### SUPPLIED RECORDS ###
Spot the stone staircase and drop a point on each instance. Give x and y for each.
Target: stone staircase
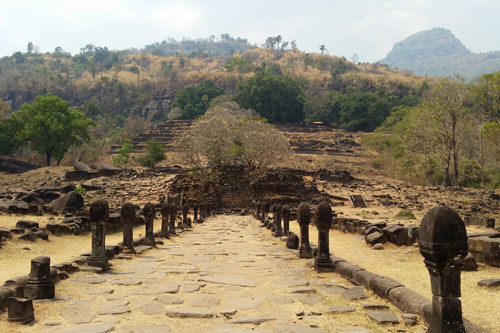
(165, 133)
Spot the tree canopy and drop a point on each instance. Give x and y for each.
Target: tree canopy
(194, 100)
(52, 127)
(278, 98)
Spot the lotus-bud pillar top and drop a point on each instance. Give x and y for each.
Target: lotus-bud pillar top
(443, 243)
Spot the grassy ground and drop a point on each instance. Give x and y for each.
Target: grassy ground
(405, 264)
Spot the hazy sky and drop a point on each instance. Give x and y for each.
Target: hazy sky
(366, 27)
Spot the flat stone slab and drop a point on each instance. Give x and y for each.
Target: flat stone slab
(375, 306)
(93, 279)
(86, 328)
(78, 312)
(332, 290)
(145, 328)
(152, 308)
(355, 293)
(383, 317)
(97, 292)
(280, 299)
(302, 290)
(167, 299)
(114, 307)
(251, 320)
(489, 283)
(340, 309)
(189, 313)
(292, 282)
(230, 280)
(353, 330)
(172, 288)
(241, 303)
(191, 287)
(204, 301)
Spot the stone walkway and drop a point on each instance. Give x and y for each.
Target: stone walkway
(226, 275)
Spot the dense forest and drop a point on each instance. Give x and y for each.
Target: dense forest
(122, 92)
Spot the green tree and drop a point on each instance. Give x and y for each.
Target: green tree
(194, 100)
(278, 98)
(52, 127)
(124, 152)
(155, 152)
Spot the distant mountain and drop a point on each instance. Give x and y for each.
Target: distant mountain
(437, 52)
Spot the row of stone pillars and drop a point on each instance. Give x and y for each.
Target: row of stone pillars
(41, 283)
(442, 243)
(99, 214)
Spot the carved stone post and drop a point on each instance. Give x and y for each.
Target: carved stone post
(323, 219)
(265, 213)
(185, 211)
(304, 218)
(278, 232)
(195, 212)
(442, 240)
(272, 224)
(173, 214)
(149, 216)
(285, 212)
(20, 310)
(40, 284)
(128, 218)
(99, 215)
(164, 220)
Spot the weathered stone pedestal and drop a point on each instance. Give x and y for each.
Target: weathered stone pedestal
(323, 219)
(128, 218)
(164, 233)
(20, 310)
(265, 213)
(99, 215)
(443, 243)
(195, 212)
(149, 216)
(285, 213)
(278, 230)
(40, 284)
(185, 211)
(173, 214)
(304, 218)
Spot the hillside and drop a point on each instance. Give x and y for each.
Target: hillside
(437, 52)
###
Every record gets retyped exactly; no picture goes into the copy.

__RESPONSE__.
Spot the stone staircase and drop a point on each instance. Give x and y for each.
Target: stone staircase
(165, 133)
Spot the tree canopy and drop a point on each instance. Give x and y for each.
Target: tree canopy
(194, 100)
(52, 127)
(278, 98)
Spot the lotus-bud pillar top and drop a point on each instance. Give x and y for each.
Target: lotus-bud pillar top
(443, 243)
Spot the grassy ground and drop a point on each instance. Give x and y for each.
Target: grassy ground
(405, 264)
Spot the hazy sky and drop a point on each instance. Give x and y for each.
Target: hazy sky
(366, 27)
Spot the flat stone slab and drop a point on each instance. Give x and y for each.
Target: flat stone slab
(375, 306)
(93, 279)
(86, 328)
(78, 312)
(332, 290)
(145, 328)
(152, 308)
(355, 293)
(383, 317)
(97, 292)
(280, 299)
(302, 290)
(167, 299)
(114, 307)
(251, 320)
(489, 283)
(340, 309)
(189, 313)
(292, 282)
(230, 280)
(353, 330)
(172, 288)
(241, 303)
(191, 287)
(204, 301)
Spot the stone walkway and drop a point on each instance. Give x and y for each.
Target: stone walkway
(226, 275)
Spot the dense forest and drop a point on each instance. Give x and y for each.
Target: dense forest
(122, 92)
Spot the green tree and drop a point on each instance. Give x and y for each.
Target: green tree
(194, 100)
(278, 98)
(52, 127)
(124, 152)
(155, 152)
Spot the distant mountain and drop a point on each instance. Give x and y for each.
Target: distant mountain
(437, 52)
Spot the row of stone pillars and drop a point on each instance. Give x and y for each.
Target: row of stone pillars
(41, 283)
(442, 243)
(99, 214)
Spot the carved stone post and drop a point on each instance. Give x and y for each.
Target: carved stone post
(323, 219)
(265, 213)
(185, 211)
(304, 218)
(278, 232)
(195, 212)
(442, 240)
(272, 224)
(173, 214)
(149, 216)
(285, 212)
(20, 310)
(40, 284)
(128, 218)
(99, 215)
(164, 220)
Spot the weathered stone pedestal and drop a point on each instance. Give x and y for each.
Target: weathered stone pedestal
(323, 219)
(128, 218)
(164, 233)
(20, 310)
(265, 213)
(99, 215)
(443, 243)
(195, 212)
(149, 216)
(285, 213)
(278, 230)
(40, 284)
(185, 211)
(173, 214)
(304, 218)
Spot the hillside and drop a point on each instance. Give x and y for each.
Target: hillside
(437, 52)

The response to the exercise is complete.